Content starts

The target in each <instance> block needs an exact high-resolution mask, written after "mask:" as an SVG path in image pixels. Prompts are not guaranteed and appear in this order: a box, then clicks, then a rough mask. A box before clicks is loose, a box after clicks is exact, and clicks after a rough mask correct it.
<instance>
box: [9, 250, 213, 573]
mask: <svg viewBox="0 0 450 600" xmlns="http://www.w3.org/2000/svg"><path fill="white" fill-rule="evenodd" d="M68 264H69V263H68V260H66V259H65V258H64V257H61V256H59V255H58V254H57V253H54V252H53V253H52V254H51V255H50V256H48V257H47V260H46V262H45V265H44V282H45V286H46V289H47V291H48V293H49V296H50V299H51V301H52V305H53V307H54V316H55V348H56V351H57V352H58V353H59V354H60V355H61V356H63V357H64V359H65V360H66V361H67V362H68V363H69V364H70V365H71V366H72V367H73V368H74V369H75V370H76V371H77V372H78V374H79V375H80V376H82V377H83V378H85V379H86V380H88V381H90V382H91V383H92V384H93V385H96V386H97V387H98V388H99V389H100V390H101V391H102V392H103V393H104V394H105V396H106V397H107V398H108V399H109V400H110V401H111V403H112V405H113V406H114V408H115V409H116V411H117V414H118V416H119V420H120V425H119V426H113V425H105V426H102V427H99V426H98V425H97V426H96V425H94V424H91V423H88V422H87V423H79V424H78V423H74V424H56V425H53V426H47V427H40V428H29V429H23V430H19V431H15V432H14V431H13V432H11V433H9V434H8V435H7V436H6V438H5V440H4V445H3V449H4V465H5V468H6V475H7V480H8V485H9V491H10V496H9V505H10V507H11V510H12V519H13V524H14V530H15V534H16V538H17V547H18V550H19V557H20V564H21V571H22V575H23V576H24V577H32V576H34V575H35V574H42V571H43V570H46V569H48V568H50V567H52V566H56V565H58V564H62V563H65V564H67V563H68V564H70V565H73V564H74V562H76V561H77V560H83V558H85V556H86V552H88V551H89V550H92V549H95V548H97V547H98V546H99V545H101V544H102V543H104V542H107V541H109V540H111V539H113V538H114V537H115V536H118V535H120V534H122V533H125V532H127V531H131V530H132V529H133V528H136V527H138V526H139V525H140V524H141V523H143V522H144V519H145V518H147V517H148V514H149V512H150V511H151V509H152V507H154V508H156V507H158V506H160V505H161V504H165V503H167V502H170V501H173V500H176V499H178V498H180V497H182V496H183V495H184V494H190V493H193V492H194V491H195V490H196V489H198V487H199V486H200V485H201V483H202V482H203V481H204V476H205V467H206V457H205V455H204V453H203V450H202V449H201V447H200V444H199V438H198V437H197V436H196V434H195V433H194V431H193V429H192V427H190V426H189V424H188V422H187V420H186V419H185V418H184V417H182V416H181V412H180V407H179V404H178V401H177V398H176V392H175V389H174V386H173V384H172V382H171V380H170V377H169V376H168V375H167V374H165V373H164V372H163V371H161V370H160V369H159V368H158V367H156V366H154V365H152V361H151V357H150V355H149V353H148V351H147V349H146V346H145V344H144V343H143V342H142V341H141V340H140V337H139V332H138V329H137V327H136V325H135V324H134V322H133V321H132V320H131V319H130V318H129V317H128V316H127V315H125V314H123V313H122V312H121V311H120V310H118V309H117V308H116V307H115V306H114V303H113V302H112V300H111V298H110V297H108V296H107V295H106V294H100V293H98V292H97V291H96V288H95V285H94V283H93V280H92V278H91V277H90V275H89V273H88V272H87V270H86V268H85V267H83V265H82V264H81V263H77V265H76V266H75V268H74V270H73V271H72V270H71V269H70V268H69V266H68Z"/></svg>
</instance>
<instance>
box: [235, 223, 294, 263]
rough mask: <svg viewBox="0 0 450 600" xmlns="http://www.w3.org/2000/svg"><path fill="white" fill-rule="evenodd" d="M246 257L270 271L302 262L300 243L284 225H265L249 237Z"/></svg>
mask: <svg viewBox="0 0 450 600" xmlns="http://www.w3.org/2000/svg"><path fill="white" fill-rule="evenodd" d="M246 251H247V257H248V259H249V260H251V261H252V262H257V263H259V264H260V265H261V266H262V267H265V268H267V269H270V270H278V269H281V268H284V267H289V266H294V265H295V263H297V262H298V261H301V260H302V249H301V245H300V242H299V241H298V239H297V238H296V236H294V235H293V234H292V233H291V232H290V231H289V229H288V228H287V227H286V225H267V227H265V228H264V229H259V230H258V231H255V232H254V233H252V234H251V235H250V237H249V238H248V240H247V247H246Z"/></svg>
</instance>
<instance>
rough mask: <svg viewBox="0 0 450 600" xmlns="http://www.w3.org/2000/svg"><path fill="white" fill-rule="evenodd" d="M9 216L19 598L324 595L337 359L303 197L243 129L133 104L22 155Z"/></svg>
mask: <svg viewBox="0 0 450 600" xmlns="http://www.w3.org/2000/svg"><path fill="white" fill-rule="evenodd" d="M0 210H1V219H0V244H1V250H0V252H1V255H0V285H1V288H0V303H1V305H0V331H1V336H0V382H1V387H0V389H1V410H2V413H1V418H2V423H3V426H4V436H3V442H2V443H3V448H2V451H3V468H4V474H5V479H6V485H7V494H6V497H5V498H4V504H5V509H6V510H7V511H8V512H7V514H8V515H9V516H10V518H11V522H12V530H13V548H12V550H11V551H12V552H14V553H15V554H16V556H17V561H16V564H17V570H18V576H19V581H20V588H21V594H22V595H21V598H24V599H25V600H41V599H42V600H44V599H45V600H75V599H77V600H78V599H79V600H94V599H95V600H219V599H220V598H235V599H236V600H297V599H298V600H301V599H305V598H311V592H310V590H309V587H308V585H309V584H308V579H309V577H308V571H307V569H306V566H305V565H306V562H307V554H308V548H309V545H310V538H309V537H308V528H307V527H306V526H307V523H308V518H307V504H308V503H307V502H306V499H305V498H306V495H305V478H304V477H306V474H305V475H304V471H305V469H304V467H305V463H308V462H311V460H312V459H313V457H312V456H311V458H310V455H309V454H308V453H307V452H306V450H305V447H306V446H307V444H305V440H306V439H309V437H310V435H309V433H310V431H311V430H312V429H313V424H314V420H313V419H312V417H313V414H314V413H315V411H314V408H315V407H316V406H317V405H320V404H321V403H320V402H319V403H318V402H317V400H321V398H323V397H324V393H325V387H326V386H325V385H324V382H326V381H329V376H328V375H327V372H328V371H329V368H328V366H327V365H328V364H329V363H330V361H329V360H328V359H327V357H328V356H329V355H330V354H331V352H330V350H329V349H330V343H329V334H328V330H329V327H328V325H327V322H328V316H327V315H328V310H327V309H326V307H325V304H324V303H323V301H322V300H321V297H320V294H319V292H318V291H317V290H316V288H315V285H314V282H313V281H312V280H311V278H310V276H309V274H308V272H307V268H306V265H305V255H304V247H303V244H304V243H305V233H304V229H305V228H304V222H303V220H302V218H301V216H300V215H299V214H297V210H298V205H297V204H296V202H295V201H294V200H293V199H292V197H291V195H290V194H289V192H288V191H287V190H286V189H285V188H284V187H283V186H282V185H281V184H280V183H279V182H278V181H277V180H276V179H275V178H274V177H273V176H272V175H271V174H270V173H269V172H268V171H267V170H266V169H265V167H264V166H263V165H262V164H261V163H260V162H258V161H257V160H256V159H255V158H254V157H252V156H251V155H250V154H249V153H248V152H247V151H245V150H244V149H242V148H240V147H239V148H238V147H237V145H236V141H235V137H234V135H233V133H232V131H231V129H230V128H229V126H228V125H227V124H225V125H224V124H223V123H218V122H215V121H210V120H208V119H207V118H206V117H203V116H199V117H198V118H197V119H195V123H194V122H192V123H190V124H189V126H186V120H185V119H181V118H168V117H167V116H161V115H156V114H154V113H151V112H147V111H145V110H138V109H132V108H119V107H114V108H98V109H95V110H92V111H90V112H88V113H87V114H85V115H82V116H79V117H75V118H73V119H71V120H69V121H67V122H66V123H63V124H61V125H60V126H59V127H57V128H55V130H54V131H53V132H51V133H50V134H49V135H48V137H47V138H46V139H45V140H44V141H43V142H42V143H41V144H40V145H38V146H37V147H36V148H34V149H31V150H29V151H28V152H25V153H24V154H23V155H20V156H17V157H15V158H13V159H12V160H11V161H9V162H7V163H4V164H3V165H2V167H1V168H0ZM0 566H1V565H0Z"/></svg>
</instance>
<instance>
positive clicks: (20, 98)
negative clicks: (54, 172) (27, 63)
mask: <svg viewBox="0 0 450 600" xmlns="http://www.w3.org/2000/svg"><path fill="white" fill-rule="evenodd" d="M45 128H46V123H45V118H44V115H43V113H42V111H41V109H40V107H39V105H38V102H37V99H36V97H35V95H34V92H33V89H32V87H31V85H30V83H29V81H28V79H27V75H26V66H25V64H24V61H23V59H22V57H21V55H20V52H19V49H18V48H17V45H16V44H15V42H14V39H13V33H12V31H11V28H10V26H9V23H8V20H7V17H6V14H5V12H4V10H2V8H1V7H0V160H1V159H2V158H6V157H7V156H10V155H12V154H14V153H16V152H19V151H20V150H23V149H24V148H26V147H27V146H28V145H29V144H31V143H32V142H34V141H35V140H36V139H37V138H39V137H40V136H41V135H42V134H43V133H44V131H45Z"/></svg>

Content ends

### DIRECTIONS
Only a number is wanted here: the count of lines above that contain the word "clicks".

### EXPECTED ANSWER
3